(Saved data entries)
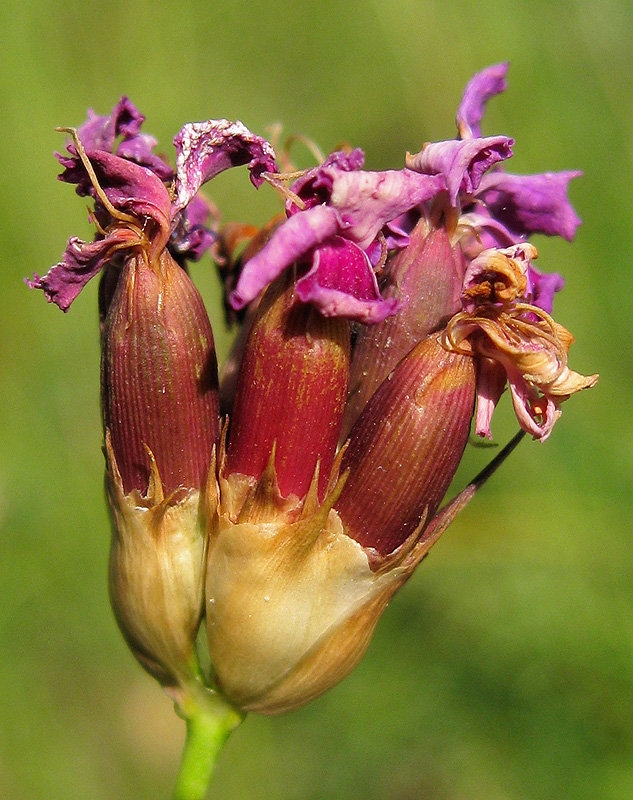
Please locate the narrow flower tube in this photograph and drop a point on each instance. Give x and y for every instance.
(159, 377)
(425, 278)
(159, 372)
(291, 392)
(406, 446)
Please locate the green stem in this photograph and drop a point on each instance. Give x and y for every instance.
--
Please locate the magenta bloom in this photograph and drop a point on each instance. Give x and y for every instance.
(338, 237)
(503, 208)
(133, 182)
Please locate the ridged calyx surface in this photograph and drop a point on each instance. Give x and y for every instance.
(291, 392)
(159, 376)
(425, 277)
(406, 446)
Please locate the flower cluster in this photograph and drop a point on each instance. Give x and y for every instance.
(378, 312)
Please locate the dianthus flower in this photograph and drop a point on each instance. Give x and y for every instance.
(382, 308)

▶ [Problem to solve]
Filter the rows above and copy out each one that contains the word "flower". Matching is case-sensitive.

▶ [Solution to this task]
Please locate the narrow flower tube in this photograph and drop a point on each instance. Give x and y for every instance.
Please locate the flower cluster in this photograph and drop a point on each instance. Give x and y for every instance.
Please locate the dianthus flower in this photograph and drop a point on each instance. Give x and y for every instance.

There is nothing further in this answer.